====== Filas de entrada

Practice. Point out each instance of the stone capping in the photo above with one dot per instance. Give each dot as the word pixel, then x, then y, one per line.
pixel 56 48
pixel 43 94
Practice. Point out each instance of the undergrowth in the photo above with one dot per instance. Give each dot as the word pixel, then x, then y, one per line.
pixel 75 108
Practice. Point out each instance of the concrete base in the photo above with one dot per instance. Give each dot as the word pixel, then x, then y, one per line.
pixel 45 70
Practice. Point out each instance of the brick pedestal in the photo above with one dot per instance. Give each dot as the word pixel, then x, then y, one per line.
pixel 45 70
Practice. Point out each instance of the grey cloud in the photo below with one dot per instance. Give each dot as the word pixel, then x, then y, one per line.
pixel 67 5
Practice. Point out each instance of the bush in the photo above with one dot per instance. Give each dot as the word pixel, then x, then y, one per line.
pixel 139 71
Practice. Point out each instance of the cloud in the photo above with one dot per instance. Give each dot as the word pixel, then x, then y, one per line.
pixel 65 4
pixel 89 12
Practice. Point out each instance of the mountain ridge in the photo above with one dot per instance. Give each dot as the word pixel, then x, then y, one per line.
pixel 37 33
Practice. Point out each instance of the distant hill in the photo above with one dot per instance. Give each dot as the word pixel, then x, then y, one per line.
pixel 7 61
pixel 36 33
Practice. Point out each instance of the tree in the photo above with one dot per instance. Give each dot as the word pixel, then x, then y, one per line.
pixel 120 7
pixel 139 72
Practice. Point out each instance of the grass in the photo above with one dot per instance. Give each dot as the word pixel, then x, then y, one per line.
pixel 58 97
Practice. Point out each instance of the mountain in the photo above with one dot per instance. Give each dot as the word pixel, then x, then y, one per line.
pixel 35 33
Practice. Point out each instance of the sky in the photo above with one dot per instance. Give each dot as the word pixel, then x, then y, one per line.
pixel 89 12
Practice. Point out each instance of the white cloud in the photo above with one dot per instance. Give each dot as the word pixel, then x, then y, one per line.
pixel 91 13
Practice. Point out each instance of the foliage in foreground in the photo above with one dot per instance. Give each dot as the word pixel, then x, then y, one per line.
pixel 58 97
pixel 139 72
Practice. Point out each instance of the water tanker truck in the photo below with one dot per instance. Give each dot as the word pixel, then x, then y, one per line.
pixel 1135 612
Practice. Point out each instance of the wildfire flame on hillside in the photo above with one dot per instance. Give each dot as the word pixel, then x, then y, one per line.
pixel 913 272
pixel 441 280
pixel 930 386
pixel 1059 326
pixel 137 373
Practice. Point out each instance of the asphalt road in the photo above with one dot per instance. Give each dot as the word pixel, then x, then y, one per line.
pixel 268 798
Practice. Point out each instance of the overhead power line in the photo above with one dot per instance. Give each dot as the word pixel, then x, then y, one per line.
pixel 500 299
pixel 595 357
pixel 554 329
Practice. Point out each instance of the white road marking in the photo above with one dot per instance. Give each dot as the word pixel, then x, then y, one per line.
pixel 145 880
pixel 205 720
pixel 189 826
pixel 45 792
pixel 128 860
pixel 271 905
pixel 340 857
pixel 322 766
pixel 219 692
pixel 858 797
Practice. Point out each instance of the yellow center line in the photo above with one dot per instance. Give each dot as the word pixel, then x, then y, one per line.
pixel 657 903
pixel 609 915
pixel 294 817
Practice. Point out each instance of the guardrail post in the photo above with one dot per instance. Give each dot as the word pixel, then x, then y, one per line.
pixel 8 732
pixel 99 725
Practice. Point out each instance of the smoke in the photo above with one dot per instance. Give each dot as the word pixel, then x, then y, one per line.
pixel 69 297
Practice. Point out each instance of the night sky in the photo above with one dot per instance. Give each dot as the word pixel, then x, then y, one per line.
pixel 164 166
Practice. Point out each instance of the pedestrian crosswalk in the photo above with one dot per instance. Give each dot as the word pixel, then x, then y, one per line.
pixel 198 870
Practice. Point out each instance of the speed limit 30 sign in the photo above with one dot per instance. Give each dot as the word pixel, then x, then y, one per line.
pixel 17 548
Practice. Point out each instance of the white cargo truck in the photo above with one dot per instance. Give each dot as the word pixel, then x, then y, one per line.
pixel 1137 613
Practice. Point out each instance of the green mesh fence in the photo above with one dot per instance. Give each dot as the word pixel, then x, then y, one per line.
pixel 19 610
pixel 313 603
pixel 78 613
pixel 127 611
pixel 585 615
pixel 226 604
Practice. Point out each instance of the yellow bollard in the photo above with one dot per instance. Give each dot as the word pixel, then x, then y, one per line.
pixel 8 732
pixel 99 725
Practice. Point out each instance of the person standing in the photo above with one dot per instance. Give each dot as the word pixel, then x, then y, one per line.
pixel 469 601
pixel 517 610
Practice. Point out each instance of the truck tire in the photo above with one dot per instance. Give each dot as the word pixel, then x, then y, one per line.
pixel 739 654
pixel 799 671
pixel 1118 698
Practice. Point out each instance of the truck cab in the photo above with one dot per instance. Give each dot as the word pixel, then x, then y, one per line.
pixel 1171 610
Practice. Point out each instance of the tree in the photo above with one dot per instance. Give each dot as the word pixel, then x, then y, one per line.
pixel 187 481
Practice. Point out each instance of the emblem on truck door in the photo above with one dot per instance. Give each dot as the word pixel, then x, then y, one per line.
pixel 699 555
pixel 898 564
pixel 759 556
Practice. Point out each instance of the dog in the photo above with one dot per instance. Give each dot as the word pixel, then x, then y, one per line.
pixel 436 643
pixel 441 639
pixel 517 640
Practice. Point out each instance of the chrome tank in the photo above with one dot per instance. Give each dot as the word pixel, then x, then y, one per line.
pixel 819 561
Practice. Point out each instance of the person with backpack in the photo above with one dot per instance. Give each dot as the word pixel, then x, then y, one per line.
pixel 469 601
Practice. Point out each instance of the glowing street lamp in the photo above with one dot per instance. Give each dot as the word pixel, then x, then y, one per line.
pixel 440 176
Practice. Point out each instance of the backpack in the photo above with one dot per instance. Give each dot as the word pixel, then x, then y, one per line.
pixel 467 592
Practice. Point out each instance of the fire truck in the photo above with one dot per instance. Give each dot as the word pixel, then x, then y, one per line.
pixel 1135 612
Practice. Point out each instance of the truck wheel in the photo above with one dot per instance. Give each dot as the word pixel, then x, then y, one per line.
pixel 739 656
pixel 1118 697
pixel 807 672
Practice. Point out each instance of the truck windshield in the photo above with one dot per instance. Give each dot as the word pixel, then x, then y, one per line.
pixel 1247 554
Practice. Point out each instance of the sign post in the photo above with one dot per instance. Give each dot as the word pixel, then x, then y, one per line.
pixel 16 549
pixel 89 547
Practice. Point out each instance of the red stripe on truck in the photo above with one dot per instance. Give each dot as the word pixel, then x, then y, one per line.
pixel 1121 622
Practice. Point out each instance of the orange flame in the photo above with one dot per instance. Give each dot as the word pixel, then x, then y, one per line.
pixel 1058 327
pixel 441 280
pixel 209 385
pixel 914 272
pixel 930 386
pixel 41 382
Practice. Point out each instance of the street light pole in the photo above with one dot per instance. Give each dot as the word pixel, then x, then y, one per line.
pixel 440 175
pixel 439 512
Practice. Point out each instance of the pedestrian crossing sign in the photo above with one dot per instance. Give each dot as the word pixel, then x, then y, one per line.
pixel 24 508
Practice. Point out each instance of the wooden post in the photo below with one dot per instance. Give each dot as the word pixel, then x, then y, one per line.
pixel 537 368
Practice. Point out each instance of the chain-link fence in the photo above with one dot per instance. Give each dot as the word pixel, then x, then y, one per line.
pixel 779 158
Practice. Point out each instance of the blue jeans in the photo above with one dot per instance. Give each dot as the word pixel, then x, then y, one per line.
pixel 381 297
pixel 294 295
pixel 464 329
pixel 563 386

============

**Enunciado**: Convierte todos los registros de arriba en un CSV de dos columnas, enunciado y respuesta, con una fila por registro. Pon el texto y la respuesta de cada uno entre comillas, cada cual en un solo campo, y reemplaza los saltos de línea por espacios.

**Resultado final**:
enunciado,respuesta
"Practice. Point out each instance of the stone capping in the photo above with one dot per instance. Give each dot as the word pixel, then x, then y, one per line.","pixel 56 48 pixel 43 94"
"Practice. Point out each instance of the undergrowth in the photo above with one dot per instance. Give each dot as the word pixel, then x, then y, one per line.","pixel 75 108"
"Practice. Point out each instance of the concrete base in the photo above with one dot per instance. Give each dot as the word pixel, then x, then y, one per line.","pixel 45 70"
"Practice. Point out each instance of the brick pedestal in the photo above with one dot per instance. Give each dot as the word pixel, then x, then y, one per line.","pixel 45 70"
"Practice. Point out each instance of the grey cloud in the photo below with one dot per instance. Give each dot as the word pixel, then x, then y, one per line.","pixel 67 5"
"Practice. Point out each instance of the bush in the photo above with one dot per instance. Give each dot as the word pixel, then x, then y, one per line.","pixel 139 71"
"Practice. Point out each instance of the cloud in the photo above with one dot per instance. Give each dot as the word pixel, then x, then y, one per line.","pixel 65 4 pixel 89 12"
"Practice. Point out each instance of the mountain ridge in the photo above with one dot per instance. Give each dot as the word pixel, then x, then y, one per line.","pixel 37 33"
"Practice. Point out each instance of the distant hill in the photo above with one dot per instance. Give each dot as the word pixel, then x, then y, one per line.","pixel 7 61 pixel 36 33"
"Practice. Point out each instance of the tree in the photo above with one dot per instance. Give each dot as the word pixel, then x, then y, one per line.","pixel 120 7 pixel 139 72"
"Practice. Point out each instance of the grass in the photo above with one dot per instance. Give each dot as the word pixel, then x, then y, one per line.","pixel 58 97"
"Practice. Point out each instance of the mountain in the photo above with one dot per instance. Give each dot as the word pixel, then x, then y, one per line.","pixel 35 33"
"Practice. Point out each instance of the sky in the photo above with one dot per instance. Give each dot as the word pixel, then x, then y, one per line.","pixel 89 12"
"Practice. Point out each instance of the white cloud in the photo above with one dot per instance. Give each dot as the word pixel, then x, then y, one per line.","pixel 91 13"
"Practice. Point out each instance of the foliage in foreground in the photo above with one dot per instance. Give each dot as the word pixel, then x, then y, one per line.","pixel 58 97 pixel 139 72"
"Practice. Point out each instance of the water tanker truck in the photo below with one dot per instance. Give each dot as the word pixel, then x, then y, one per line.","pixel 1135 612"
"Practice. Point out each instance of the wildfire flame on hillside in the photo above with one dot per instance. Give each dot as the word pixel, then x, then y, one per line.","pixel 913 272 pixel 441 280 pixel 930 386 pixel 1059 326 pixel 137 373"
"Practice. Point out each instance of the asphalt road in the photo above with one dot per instance. Give each dot as the word pixel, then x, then y, one per line.","pixel 268 798"
"Practice. Point out each instance of the overhead power line in the photo above with one dot per instance. Give each dot as the word pixel, then x, then y, one per line.","pixel 500 299 pixel 595 357 pixel 554 329"
"Practice. Point out each instance of the white road marking in the photo above with one dot per instance. Give each dot as the word pixel, then x, then y, one per line.","pixel 145 880 pixel 205 720 pixel 189 826 pixel 45 792 pixel 128 860 pixel 271 905 pixel 340 857 pixel 322 766 pixel 219 692 pixel 858 797"
"Practice. Point out each instance of the yellow center line in the photo above with one dot per instance. Give each dot as the word pixel, then x, then y, one per line.","pixel 657 903 pixel 609 915 pixel 294 817"
"Practice. Point out each instance of the guardrail post in the photo above with one dot per instance. Give each dot as the word pixel, then x, then y, one per line.","pixel 8 732 pixel 99 725"
"Practice. Point out each instance of the smoke in the photo above with one dot per instance. Give each dot as the word pixel, then x, then y, one per line.","pixel 69 297"
"Practice. Point out each instance of the night sky in the photo above with one dot per instance. Give each dot as the word pixel, then x, then y, one per line.","pixel 164 166"
"Practice. Point out each instance of the pedestrian crosswalk in the photo above with one dot per instance. Give each dot as the word pixel, then x, then y, one per line.","pixel 198 870"
"Practice. Point out each instance of the speed limit 30 sign in the photo above with one dot per instance. Give each dot as the word pixel, then x, then y, one per line.","pixel 17 548"
"Practice. Point out each instance of the white cargo truck in the photo above with one dot per instance. Give each dot as the word pixel, then x, then y, one per line.","pixel 1137 613"
"Practice. Point out each instance of the green mesh fence in the photo above with one dot per instance. Give each dot as the word pixel, then x, then y, one per line.","pixel 19 610 pixel 313 603 pixel 78 613 pixel 127 611 pixel 585 615 pixel 226 604"
"Practice. Point out each instance of the yellow bollard in the photo above with one dot per instance. Give each dot as the word pixel, then x, then y, one per line.","pixel 8 732 pixel 99 725"
"Practice. Point out each instance of the person standing in the photo above with one dot per instance. Give each dot as the word pixel, then x, then y, one per line.","pixel 469 601 pixel 517 610"
"Practice. Point out each instance of the truck tire in the photo above with one dot per instance. Give each dot as the word pixel, then x, then y, one per line.","pixel 739 654 pixel 799 671 pixel 1118 698"
"Practice. Point out each instance of the truck cab in the photo above with one dot per instance. Give each dot as the word pixel, then x, then y, one per line.","pixel 1171 610"
"Practice. Point out each instance of the tree in the photo above with one dot per instance. Give each dot as the word pixel, then x, then y, one per line.","pixel 187 481"
"Practice. Point out each instance of the emblem on truck door in the photo above with one dot per instance. Give each dot as the word pixel, then x, then y, one per line.","pixel 699 555 pixel 898 564 pixel 759 556"
"Practice. Point out each instance of the dog in the photo above with one dot per instance. Give each dot as the word pixel, then x, then y, one per line.","pixel 436 643 pixel 441 639 pixel 517 640"
"Practice. Point out each instance of the chrome tank in the photo above with one dot per instance. Give each dot as the word pixel, then x, then y, one per line.","pixel 819 561"
"Practice. Point out each instance of the person with backpack in the photo above with one dot per instance. Give each dot as the word pixel, then x, then y, one per line.","pixel 469 601"
"Practice. Point out each instance of the glowing street lamp in the photo above with one dot per instance. Give each dot as the word pixel, then x, then y, one per line.","pixel 440 176"
"Practice. Point out each instance of the backpack in the photo above with one dot per instance. Give each dot as the word pixel, then x, then y, one per line.","pixel 467 592"
"Practice. Point out each instance of the fire truck in the photo above with one dot per instance. Give each dot as the word pixel, then x, then y, one per line.","pixel 1135 612"
"Practice. Point out each instance of the truck wheel in the photo above with one dot per instance. Give each dot as the word pixel, then x, then y, one per line.","pixel 739 656 pixel 1118 697 pixel 807 672"
"Practice. Point out each instance of the truck windshield in the photo above with one dot per instance. Give each dot as the word pixel, then x, then y, one per line.","pixel 1247 554"
"Practice. Point out each instance of the sign post in the photo above with one dot per instance. Give each dot as the word pixel, then x, then y, one per line.","pixel 16 549 pixel 89 547"
"Practice. Point out each instance of the red stripe on truck in the photo above with one dot per instance. Give each dot as the word pixel, then x, then y, one per line.","pixel 1121 622"
"Practice. Point out each instance of the orange flame in the photo above with one dot per instance. Give each dot as the word pixel, then x, then y, one per line.","pixel 1058 327 pixel 441 280 pixel 209 385 pixel 914 272 pixel 930 386 pixel 41 382"
"Practice. Point out each instance of the street light pole in the photo above with one dot per instance. Give each dot as the word pixel, then x, then y, one per line.","pixel 440 175 pixel 439 512"
"Practice. Point out each instance of the pedestrian crossing sign in the photo above with one dot per instance. Give each dot as the word pixel, then x, then y, one per line.","pixel 24 508"
"Practice. Point out each instance of the wooden post in the photo below with one dot per instance. Give each dot as the word pixel, then x, then y, one per line.","pixel 537 368"
"Practice. Point out each instance of the chain-link fence in the photo above with one dot per instance. Give each dot as the word pixel, then x, then y, one per line.","pixel 779 158"
"Practice. Point out each instance of the blue jeans in the photo above with one dot per instance. Give each dot as the word pixel, then x, then y, one per line.","pixel 381 297 pixel 294 295 pixel 464 329 pixel 563 386"